| Direction |
Below are some records; repeat them all exactly, minus the pictures.

| Extracted data |
— begin —

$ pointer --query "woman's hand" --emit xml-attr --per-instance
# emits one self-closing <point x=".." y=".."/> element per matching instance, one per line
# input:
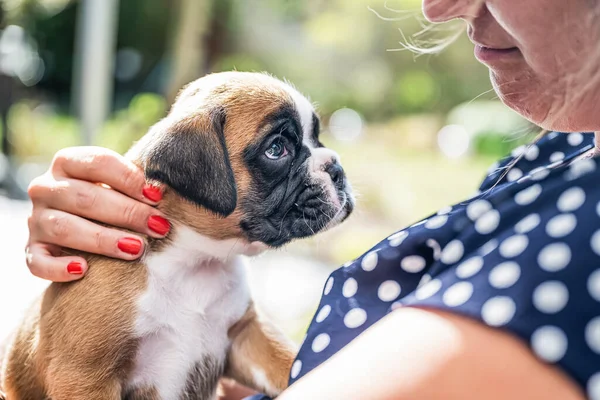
<point x="68" y="197"/>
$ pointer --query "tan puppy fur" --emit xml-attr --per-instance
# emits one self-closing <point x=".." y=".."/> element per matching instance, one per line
<point x="169" y="325"/>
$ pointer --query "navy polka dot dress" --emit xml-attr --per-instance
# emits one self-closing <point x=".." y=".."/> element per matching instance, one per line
<point x="523" y="254"/>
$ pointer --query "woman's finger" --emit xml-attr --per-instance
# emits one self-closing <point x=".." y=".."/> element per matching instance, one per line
<point x="100" y="165"/>
<point x="105" y="205"/>
<point x="67" y="230"/>
<point x="43" y="264"/>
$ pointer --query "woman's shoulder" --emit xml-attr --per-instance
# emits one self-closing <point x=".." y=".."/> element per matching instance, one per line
<point x="553" y="151"/>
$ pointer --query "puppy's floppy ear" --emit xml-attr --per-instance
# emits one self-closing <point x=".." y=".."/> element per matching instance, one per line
<point x="190" y="156"/>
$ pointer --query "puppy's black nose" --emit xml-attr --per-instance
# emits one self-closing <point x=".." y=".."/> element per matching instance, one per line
<point x="336" y="172"/>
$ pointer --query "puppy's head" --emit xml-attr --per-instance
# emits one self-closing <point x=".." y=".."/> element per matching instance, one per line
<point x="245" y="148"/>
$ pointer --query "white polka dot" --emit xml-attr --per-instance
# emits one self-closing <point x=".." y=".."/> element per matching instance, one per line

— end —

| Task result |
$ pointer --query "woman's hand" --emit xml-attr --per-instance
# emits one self-closing <point x=".." y=".."/> element per matching instance, one per line
# input:
<point x="68" y="197"/>
$ pointer --query "tan puppy fur" --emit xml-attr --per-instance
# emits one self-closing <point x=".." y=".."/> element per matching instance, one per line
<point x="169" y="325"/>
$ pointer --query "navy polka dot dress" --emit xml-attr --per-instance
# emits one self-closing <point x=".." y=".."/> element per matching instance, one per line
<point x="523" y="254"/>
$ pointer --query "woman's finger" --emit xml-attr --per-instance
# emits one self-closing <point x=".." y=".."/> element per matching instance, one per line
<point x="100" y="165"/>
<point x="105" y="205"/>
<point x="67" y="230"/>
<point x="43" y="264"/>
$ pointer --query "woman's shoulder" --emit xml-attr --per-instance
# emits one self-closing <point x=".." y=".."/> element per matching instance, one per line
<point x="553" y="151"/>
$ pointer --query "puppy's floppy ear" --emit xml-attr --per-instance
# emits one self-closing <point x=".." y=".."/> element per matching instance, one per line
<point x="190" y="156"/>
$ pointer --query "puppy's black nose" --emit xml-attr --per-instance
# emits one self-closing <point x=".." y=".."/> element per matching instance, one per line
<point x="336" y="172"/>
$ pointer --query "puppy's head" --emit xml-attr --per-instance
# emits one self-closing <point x=".." y=".."/> element per matching instance, one per line
<point x="245" y="148"/>
$ pointer --query "white polka dot" --emit xml-attr --per-instance
# emits one self-closing <point x=".." y=".."/> element per matching instance, one per line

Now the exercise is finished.